◆ What the task requires: Each record should be output exactly, with every character kept.

◆ Data provided:
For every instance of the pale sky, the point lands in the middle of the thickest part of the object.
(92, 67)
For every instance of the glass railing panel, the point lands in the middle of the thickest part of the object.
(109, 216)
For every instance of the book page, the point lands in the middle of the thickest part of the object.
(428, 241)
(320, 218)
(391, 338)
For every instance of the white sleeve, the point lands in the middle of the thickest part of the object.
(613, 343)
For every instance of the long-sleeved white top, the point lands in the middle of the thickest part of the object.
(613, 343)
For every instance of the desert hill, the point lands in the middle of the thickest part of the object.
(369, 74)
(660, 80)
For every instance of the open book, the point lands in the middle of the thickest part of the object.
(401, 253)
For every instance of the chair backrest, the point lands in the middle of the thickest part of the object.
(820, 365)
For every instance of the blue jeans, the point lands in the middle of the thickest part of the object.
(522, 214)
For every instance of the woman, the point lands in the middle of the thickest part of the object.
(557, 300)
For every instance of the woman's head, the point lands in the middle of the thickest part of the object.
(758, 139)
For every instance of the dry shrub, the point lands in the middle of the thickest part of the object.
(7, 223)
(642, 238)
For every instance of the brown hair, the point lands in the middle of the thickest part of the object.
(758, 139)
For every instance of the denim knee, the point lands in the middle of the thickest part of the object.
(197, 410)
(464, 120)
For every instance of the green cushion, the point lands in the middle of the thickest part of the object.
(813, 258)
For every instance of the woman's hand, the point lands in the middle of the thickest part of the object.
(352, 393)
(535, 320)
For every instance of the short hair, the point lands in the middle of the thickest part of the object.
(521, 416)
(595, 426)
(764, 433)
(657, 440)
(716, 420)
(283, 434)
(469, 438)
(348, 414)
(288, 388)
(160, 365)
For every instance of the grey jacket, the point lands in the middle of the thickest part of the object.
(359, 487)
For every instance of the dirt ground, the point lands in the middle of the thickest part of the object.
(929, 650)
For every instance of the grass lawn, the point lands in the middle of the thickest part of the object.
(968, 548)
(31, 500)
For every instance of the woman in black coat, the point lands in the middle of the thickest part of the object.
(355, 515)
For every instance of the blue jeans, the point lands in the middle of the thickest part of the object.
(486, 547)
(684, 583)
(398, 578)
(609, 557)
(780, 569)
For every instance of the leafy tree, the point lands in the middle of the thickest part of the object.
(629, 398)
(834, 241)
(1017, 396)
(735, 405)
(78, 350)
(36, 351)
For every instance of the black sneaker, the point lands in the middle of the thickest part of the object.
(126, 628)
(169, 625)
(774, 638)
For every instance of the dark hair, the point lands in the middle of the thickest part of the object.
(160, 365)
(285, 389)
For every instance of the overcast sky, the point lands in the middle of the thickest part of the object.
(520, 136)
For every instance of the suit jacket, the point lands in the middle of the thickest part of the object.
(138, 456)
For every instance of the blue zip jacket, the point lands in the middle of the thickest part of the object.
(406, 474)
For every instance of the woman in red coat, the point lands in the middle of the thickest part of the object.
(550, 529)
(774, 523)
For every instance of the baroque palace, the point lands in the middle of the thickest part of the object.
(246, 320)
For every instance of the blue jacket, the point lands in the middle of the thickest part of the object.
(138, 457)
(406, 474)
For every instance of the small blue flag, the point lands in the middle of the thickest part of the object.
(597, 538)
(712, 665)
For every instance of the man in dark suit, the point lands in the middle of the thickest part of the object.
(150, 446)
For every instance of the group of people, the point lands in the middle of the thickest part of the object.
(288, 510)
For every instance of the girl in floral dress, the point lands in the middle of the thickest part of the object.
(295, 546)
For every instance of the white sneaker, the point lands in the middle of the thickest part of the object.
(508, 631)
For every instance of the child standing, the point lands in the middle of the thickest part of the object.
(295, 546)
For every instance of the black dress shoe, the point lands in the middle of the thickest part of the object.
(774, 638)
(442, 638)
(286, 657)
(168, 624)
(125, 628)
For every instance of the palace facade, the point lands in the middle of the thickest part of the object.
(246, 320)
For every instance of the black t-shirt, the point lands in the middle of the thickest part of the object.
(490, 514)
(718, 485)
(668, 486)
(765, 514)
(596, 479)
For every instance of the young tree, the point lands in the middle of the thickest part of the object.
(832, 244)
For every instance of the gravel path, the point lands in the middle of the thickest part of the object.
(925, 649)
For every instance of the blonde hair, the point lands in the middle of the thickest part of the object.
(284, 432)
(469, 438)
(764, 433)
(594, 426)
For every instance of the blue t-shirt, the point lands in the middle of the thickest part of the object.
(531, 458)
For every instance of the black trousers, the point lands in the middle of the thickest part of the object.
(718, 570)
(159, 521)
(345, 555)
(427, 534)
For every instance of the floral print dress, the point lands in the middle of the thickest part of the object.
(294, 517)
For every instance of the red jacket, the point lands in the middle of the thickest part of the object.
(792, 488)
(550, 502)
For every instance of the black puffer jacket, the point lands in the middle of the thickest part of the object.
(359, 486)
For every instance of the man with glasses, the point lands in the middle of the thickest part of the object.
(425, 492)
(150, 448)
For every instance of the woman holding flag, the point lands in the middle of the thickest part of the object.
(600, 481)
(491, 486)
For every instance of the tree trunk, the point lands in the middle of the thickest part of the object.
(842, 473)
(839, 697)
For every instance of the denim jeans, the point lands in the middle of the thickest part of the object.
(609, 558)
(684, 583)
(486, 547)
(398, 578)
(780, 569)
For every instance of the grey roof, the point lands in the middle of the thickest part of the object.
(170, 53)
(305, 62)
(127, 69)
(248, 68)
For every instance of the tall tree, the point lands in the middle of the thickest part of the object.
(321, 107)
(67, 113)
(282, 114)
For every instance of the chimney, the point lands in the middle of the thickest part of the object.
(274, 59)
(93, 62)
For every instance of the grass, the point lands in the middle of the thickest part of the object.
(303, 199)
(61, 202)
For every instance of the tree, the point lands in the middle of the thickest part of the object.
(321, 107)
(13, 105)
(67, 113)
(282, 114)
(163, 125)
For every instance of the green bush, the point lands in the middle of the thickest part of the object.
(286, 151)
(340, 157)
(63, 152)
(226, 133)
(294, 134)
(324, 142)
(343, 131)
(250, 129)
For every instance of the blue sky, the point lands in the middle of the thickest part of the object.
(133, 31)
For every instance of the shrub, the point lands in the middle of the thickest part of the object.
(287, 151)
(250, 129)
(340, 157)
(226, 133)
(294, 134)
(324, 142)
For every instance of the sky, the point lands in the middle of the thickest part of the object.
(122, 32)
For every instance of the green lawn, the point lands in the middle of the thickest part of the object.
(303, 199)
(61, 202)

◆ Solved exercise:
For every instance of the pale sky, the point lands in the middle of the thickest part of the object.
(92, 67)
For every instance of the glass railing panel, the point lands in the middle of the thickest part of the object.
(109, 216)
For every instance of the book page, the point lands in the middle of the thickest part of the object.
(428, 241)
(320, 218)
(391, 338)
For every instance of the white sleeve, the point lands in the middle of the thickest part of the object.
(613, 343)
For every instance of the long-sleeved white top, the point lands in the middle of the thickest part of the object.
(613, 343)
For every instance of the desert hill, the point lands in the middle of the thickest part of the object.
(369, 74)
(660, 80)
For every instance of the open book, the point lands in the middle of the thickest part of the object.
(401, 253)
For every instance of the chair backrest, the point lands in the middle of the thickest part of the object.
(820, 365)
For every instance of the blue jeans, the point lands in the middle of the thickest part of the object.
(522, 214)
For every instance of the woman, the point lands in the middle of the thickest part of the object.
(557, 300)
For every instance of the woman's head, the point lands in the middle of the thickest part of the object.
(758, 139)
For every instance of the dry shrub, the point lands in the middle of the thickest part of the object.
(7, 223)
(642, 238)
For every instance of the brown hair, the point lands in the middle of the thickest part of the object.
(758, 139)
For every instance of the denim knee, the point lands in the middle of the thickest part of the object.
(197, 410)
(464, 120)
For every instance of the green cushion, the point lands in the middle of the thickest part of the object.
(813, 258)
For every instance of the woman's hand, the point lands in the middle of the thickest part of the object.
(352, 393)
(535, 320)
For every instance of the short hair, the point lands in the middle of the thickest part of the object.
(521, 416)
(595, 426)
(764, 433)
(657, 440)
(716, 420)
(283, 434)
(469, 438)
(348, 414)
(288, 388)
(160, 365)
For every instance of the grey jacket, the point lands in the middle of the thickest part of the object.
(359, 487)
For every instance of the dirt ground, the point lands in the middle of the thickest part of the object.
(929, 650)
For every instance of the grass lawn, the point lands in the middle of the thickest part of the object.
(968, 548)
(31, 500)
For every instance of the woman in black coat, the point lands in the middle of the thickest part of the object.
(355, 515)
For every instance of the blue jeans, the point lands in the middle of the thickest part of the object.
(486, 547)
(684, 583)
(398, 578)
(609, 557)
(780, 569)
For every instance of the leafy tree, the point lands in the middle of the thickest part of the object.
(629, 398)
(834, 241)
(1017, 396)
(735, 405)
(78, 350)
(36, 351)
For every instance of the black sneaker, the point lands in the middle of the thickest part of the object.
(126, 628)
(169, 625)
(774, 638)
For every instance of the dark hair, the point lands in the middle of the thickest part of the object.
(160, 365)
(285, 389)
For every instance of the overcast sky, the point lands in the middle of the thickest part of the object.
(520, 136)
For every instance of the suit jacket, the point lands in the middle of the thickest part of the object.
(138, 456)
For every instance of the blue zip jacket, the point lands in the middle of the thickest part of the object.
(406, 474)
For every instance of the woman in red coat, the point lands in the middle of the thickest part of the object.
(550, 529)
(774, 523)
For every instance of the baroque palace, the point lands in the middle of the thickest part of the object.
(246, 320)
For every instance of the blue jacket, the point lands in the middle of the thickest part of the object.
(138, 457)
(406, 474)
For every instance of the small blue flag, the point lands in the middle of the thickest part of the object.
(597, 538)
(712, 665)
For every instance of the man in dark suit, the point lands in the middle of the thickest part of the object.
(150, 446)
For every instance of the group of people, the point lands in the middle of the thickest part of the object.
(288, 510)
For every instance of the girl in floral dress, the point lands in the middle of the thickest part of the object.
(295, 546)
For every instance of the white sneaker, the point lands in the middle of the thickest part of the object.
(508, 631)
For every instance of the child standing, the point lands in the middle of the thickest part of the object.
(295, 546)
For every instance of the black dress shoe, the point lands in the middle of the thickest part of the object.
(774, 638)
(442, 638)
(286, 657)
(168, 624)
(125, 628)
For every instance of the palace facade, the point lands in the middle of the thickest part of the object.
(246, 320)
For every instance of the black t-shirt, the point lands in the middle of the thickest part of the object.
(490, 514)
(718, 485)
(668, 486)
(765, 514)
(596, 479)
For every instance of the young tree, the point lands in the middle of the thickest part of the object.
(832, 244)
For every instance of the gravel path, the point lands in the middle of the thickest part of the object.
(925, 649)
For every instance of the blonde hair, the point lands in the middle of the thickest part of the object.
(284, 432)
(469, 438)
(764, 433)
(594, 426)
For every instance of the blue t-shirt, the point lands in the middle of the thickest part of the object.
(531, 458)
For every instance of the black trousers, the point lands in the middle of the thickest part of the object.
(718, 570)
(159, 521)
(345, 555)
(427, 534)
For every instance of the floral print dress, the point lands in the middle of the thickest part of the object.
(294, 517)
For every instance of the red jacket, the point lands in the middle of the thickest part of the object.
(792, 488)
(550, 502)
For every instance of the black puffer jacket, the point lands in the middle of the thickest part of the object.
(359, 486)
For every instance of the man with glasses, the point lands in the middle of the thickest part of the object.
(425, 492)
(150, 448)
For every instance of the woman holding flag, the point lands in the middle of the thickest part of the object.
(600, 481)
(491, 486)
For every instance of the tree trunk, the point lands in the middle of the thickest part of the object.
(842, 473)
(839, 697)
For every instance of the denim jeans, the point lands in the middle of the thickest part of the object.
(609, 558)
(684, 583)
(486, 547)
(398, 578)
(780, 569)
For every instance of the grey roof, the point lands in the middle of the thickest part of the object.
(170, 53)
(305, 62)
(127, 69)
(248, 68)
For every instance of the tall tree, the point lands in the middle of the thickest part of the object.
(321, 107)
(67, 113)
(282, 114)
For every instance of the chimney, the point lands in the middle of the thickest part of the object.
(274, 59)
(93, 62)
For every instance of the grass, the point lands in the middle of the thickest part of the object.
(303, 199)
(61, 202)
For every instance of the tree, the point lands in the middle of the thickest part of the object.
(321, 107)
(13, 105)
(67, 113)
(282, 114)
(163, 125)
For every instance of the green bush, the point lands in the middle of the thickest part of the object.
(286, 151)
(340, 157)
(63, 152)
(226, 133)
(294, 134)
(324, 142)
(343, 131)
(250, 129)
For every instance of the blue sky, the point lands in the middle of the thickest part of the object.
(133, 31)
For every instance of the shrub, the point lands in the middle of the thickest part of the object.
(287, 151)
(250, 129)
(340, 157)
(226, 133)
(294, 134)
(324, 142)
For every instance of the sky, the point lands in the middle of the thickest part of the object.
(122, 32)
For every instance of the green lawn, the point lands in the middle of the thickest part of the object.
(303, 199)
(61, 202)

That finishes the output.